Return the following listing verbatim, reproducing every line without alteration.

>> Begin

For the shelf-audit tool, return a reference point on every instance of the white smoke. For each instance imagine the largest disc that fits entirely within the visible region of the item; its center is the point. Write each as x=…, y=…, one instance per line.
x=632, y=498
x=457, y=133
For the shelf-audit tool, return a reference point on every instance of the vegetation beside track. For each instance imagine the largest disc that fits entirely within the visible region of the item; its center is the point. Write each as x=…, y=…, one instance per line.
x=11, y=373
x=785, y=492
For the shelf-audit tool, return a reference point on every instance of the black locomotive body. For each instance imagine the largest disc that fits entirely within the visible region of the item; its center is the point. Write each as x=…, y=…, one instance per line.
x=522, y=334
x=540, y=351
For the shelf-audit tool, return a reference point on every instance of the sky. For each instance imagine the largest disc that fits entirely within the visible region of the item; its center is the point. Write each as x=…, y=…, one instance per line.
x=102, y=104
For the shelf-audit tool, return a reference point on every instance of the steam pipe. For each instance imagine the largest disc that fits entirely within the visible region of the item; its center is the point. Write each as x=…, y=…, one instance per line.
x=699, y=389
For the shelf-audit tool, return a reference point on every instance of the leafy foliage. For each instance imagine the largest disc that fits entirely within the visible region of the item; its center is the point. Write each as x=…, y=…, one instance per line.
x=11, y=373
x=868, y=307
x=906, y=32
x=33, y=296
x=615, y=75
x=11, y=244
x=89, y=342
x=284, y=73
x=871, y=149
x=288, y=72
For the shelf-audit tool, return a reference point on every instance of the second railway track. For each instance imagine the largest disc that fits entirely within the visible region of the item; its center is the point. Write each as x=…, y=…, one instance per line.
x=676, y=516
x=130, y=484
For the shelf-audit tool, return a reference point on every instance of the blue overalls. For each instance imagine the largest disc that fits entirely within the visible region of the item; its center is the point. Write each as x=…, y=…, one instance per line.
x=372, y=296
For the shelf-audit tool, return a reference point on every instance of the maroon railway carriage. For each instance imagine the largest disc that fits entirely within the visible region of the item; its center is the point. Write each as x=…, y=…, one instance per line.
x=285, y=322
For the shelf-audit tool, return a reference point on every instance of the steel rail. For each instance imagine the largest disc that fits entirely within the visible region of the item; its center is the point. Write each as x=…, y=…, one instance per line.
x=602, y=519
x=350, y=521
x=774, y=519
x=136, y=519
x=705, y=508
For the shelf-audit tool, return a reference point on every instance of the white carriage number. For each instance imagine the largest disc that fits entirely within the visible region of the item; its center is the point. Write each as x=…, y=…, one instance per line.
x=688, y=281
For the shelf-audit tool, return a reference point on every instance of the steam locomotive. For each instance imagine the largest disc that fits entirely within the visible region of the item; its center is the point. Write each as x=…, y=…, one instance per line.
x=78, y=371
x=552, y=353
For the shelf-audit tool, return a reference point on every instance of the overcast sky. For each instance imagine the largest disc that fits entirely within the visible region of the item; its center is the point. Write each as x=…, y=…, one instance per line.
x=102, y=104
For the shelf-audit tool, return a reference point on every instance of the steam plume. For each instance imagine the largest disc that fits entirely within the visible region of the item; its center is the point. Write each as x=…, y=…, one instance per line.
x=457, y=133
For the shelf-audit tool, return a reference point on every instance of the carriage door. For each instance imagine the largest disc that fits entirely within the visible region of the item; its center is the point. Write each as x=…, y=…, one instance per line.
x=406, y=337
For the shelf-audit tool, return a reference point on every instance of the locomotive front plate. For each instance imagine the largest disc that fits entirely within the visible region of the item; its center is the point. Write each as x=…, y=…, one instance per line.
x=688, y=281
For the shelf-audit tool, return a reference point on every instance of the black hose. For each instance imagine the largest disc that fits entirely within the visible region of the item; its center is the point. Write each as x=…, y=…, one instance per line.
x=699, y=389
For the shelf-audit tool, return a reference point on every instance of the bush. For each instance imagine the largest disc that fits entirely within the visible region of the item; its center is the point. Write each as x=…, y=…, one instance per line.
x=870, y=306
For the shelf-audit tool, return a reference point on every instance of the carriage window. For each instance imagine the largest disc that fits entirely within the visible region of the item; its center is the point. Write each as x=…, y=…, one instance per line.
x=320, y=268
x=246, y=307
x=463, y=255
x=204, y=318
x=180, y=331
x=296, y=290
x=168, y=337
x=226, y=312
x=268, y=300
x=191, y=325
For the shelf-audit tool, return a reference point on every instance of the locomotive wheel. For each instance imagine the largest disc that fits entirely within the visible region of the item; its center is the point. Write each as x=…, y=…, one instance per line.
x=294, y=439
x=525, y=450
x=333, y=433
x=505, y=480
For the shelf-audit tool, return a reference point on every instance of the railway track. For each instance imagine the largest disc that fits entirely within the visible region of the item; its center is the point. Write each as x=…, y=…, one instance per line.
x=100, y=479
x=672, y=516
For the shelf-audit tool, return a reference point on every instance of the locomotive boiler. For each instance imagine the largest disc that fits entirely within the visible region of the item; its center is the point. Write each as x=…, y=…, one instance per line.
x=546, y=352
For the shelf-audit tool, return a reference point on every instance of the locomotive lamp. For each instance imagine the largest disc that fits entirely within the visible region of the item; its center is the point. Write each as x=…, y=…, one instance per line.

>> End

> ANSWER:
For the shelf-audit tool, return a reference point on every instance of the white smoke. For each instance imagine the largest disc that fits entirely within the visible region of the item; its center is the point. Write each as x=…, y=…, one instance per line.
x=632, y=498
x=457, y=133
For the shelf-audit tool, return a reference point on every instance of the vegetation beside track. For each instance imagine the largest disc that fits entirely within the visible region of the item; its center is the point. Write each as x=…, y=…, one instance per line.
x=11, y=373
x=785, y=492
For the shelf-audit tool, return a reference point on every instance of the black locomotive body. For each instance imagine the largest disc that fits entirely within the visible region of the item; its center is the point. Write each as x=…, y=…, one instance per line.
x=522, y=334
x=540, y=351
For the shelf-audit tool, return a reference point on every instance of the sky. For each instance imagine the largest disc that fits entirely within the visible region of the item; its center is the point. Write each as x=…, y=…, one instance per line.
x=102, y=104
For the shelf-audit tool, return a reference point on every instance of the steam pipe. For each instance imagine the largest disc that fits entirely within the visible region of the item; its center is the point. Write each as x=…, y=…, one instance per line.
x=699, y=389
For the shelf-audit tool, return a reference point on every instance of the leafy foliage. For each instance imagine the largest disc that fits entirely within the visible region of the item; its center is the point. Write each as x=…, y=…, one instance per line.
x=11, y=373
x=868, y=307
x=906, y=32
x=33, y=296
x=615, y=75
x=11, y=244
x=89, y=342
x=284, y=73
x=871, y=149
x=288, y=72
For the shelf-audit tool, return a reference point on every instance of the second railway track. For each instance imagine the largest disc that fits entirely within the visible region of the item; its center is the point. Write each as x=…, y=…, one instance per line.
x=676, y=516
x=130, y=484
For the shelf-audit tool, return a reference point on every instance of the blue overalls. For each instance imagine the largest disc that fits entirely within the visible region of the item; its center is the point. Write each as x=…, y=…, one instance per line.
x=372, y=296
For the shelf-audit tool, return a reference point on every instance of the maroon railway carriage. For each instance imagine the largest disc that fits entirely within the visible region of the item; its center is the point. Write each as x=…, y=…, one instance per line.
x=285, y=322
For the shelf-audit tool, return a reference point on every instance of the steel rail. For each instance imagine the largest disc that fits entirely within the visible region of the item; its center is the point. Write each as x=…, y=…, one instance per line.
x=602, y=519
x=350, y=521
x=774, y=519
x=136, y=519
x=705, y=508
For the shelf-audit tool, return a reference point on every instance of the white carriage number. For each instance imagine the largest disc that fits entirely within the visible region of the item; its center is the point. Write each as x=…, y=…, one instance per line.
x=688, y=281
For the shelf-audit tool, return a reference point on every instance of the steam locomotive. For each instance imagine the largest disc that fits entirely within the visible region of the item; its center is the point. Write each as x=…, y=…, one instance per line.
x=78, y=371
x=552, y=353
For the shelf-audit tool, return a reference point on every instance of the overcast sky. For each instance imagine the largest disc that fits entirely within the visible region of the item; its center is the point. Write each as x=…, y=…, one instance per line.
x=102, y=104
For the shelf-audit tool, return a reference point on every instance of the steam plume. For each instance imagine the largest disc that fits entirely within the visible region of the item; its center is the point. Write each as x=…, y=…, one instance per line.
x=457, y=133
For the shelf-audit tool, return a reference point on every instance of the carriage door. For each instance imagine the largest disc that fits entirely within the visible region of the item; its center is the point. Write each as x=…, y=…, one instance per line.
x=406, y=337
For the shelf-audit tool, return a reference point on every instance of the locomotive front plate. For each instance imagine the largest disc that fits entirely within the visible region of the item; its center is the point. Write each as x=…, y=…, one instance per line.
x=688, y=281
For the shelf-audit tool, return a reference point on every instance of the black hose. For each instance imagine the largest disc that fits entirely within the visible region of the item; its center is the point. Write each as x=…, y=…, one instance per line.
x=699, y=389
For the shelf-audit tool, return a reference point on every instance of the bush. For each instance imagine the largest disc that fits entirely within the visible region of the item; its center is the point. Write each as x=…, y=…, one instance per line.
x=870, y=306
For the shelf-audit tool, return a reference point on every instance of the carriage window. For each instance imagine the largest disc that fits entirely within the visible region of the item; its center is the point. Write each as x=…, y=…, one instance per line.
x=320, y=268
x=246, y=307
x=463, y=255
x=204, y=318
x=180, y=331
x=296, y=290
x=168, y=337
x=226, y=312
x=268, y=300
x=191, y=325
For the shelf-audit tool, return a reference point on every instance of the locomotive wheel. For each instance imagine the largest disc that fits entirely within the visible region of the item; its center is the point. Write each as x=…, y=…, one instance per line.
x=294, y=439
x=525, y=450
x=333, y=433
x=505, y=480
For the shelf-audit tool, return a reference point on every instance of the railway track. For each instance imagine the largest disc that fits entirely within the visible region of the item; its center is the point. Write each as x=…, y=…, one instance per line.
x=100, y=479
x=672, y=516
For the shelf-audit tool, return a reference point on every instance of the locomotive boiler. For each instance imagine the largest disc that fits entirely within the visible region of the item; its center is the point. Write each as x=…, y=…, one instance per line.
x=546, y=352
For the shelf-audit tool, return a reference point on every instance of the locomotive lamp. For each instance imagine the largest disc that fits entirely within the visible region of the item; its center is the point. Write each as x=…, y=…, one instance per line.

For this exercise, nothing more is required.